Lines of data
----------------------------------------

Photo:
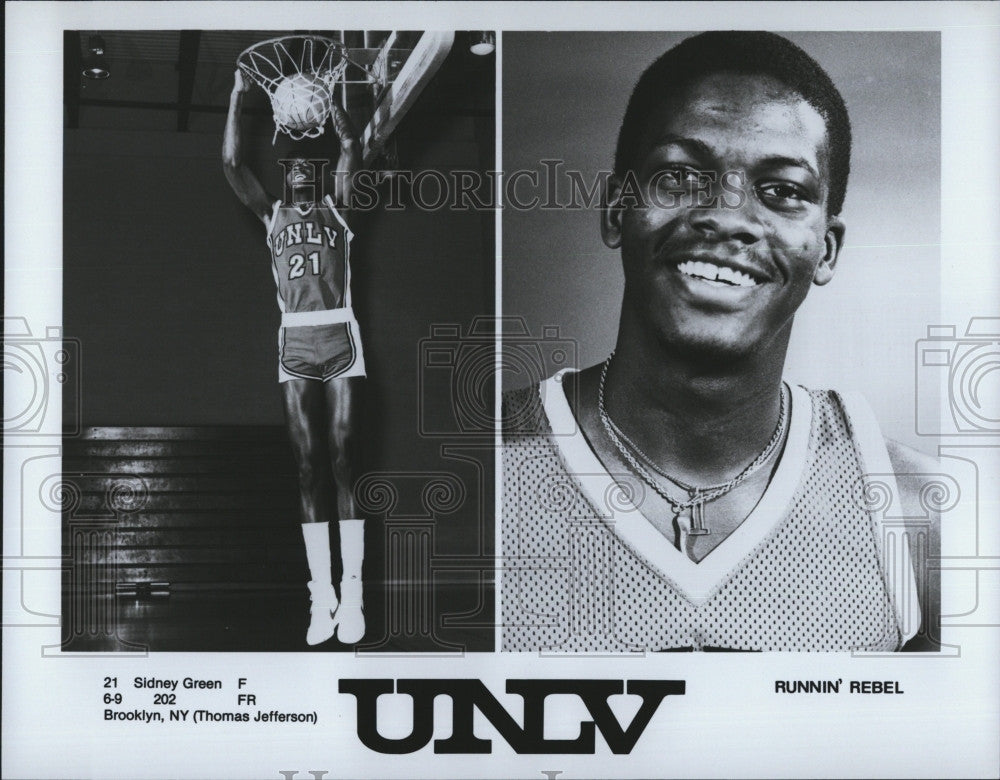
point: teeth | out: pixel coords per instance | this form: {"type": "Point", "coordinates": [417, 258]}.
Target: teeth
{"type": "Point", "coordinates": [716, 273]}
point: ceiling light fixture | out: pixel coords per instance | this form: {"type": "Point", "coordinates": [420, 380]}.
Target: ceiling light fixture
{"type": "Point", "coordinates": [95, 66]}
{"type": "Point", "coordinates": [483, 43]}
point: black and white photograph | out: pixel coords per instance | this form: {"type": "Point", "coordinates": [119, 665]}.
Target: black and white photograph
{"type": "Point", "coordinates": [252, 476]}
{"type": "Point", "coordinates": [501, 390]}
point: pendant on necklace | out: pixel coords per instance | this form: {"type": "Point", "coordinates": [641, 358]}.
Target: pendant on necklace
{"type": "Point", "coordinates": [698, 520]}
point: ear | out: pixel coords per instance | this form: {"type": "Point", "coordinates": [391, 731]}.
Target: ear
{"type": "Point", "coordinates": [611, 214]}
{"type": "Point", "coordinates": [834, 241]}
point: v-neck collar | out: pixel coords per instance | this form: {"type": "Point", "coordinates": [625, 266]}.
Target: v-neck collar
{"type": "Point", "coordinates": [695, 581]}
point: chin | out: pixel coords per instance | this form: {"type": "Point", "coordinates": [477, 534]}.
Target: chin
{"type": "Point", "coordinates": [710, 345]}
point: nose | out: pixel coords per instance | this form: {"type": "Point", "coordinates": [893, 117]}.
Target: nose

----------------------------------------

Starting at the line containing "point: ear |" and ending at the last of the rows, reproduce those lines with "pixel coordinates" substituted for "pixel coords" and everything else left unchanged.

• [Worked solution]:
point: ear | out: pixel coordinates per instance | this form: {"type": "Point", "coordinates": [391, 731]}.
Target: ear
{"type": "Point", "coordinates": [611, 214]}
{"type": "Point", "coordinates": [834, 241]}
point: v-neck collar | out: pixel coordinates per instance | this form: {"type": "Point", "coordinates": [625, 266]}.
Target: v-neck collar
{"type": "Point", "coordinates": [695, 581]}
point: chin | out: pixel coordinates per instance | this form: {"type": "Point", "coordinates": [477, 534]}.
Target: chin
{"type": "Point", "coordinates": [710, 345]}
point: nose | out: pixel coordinates per instance | this form: {"type": "Point", "coordinates": [893, 117]}.
Target: nose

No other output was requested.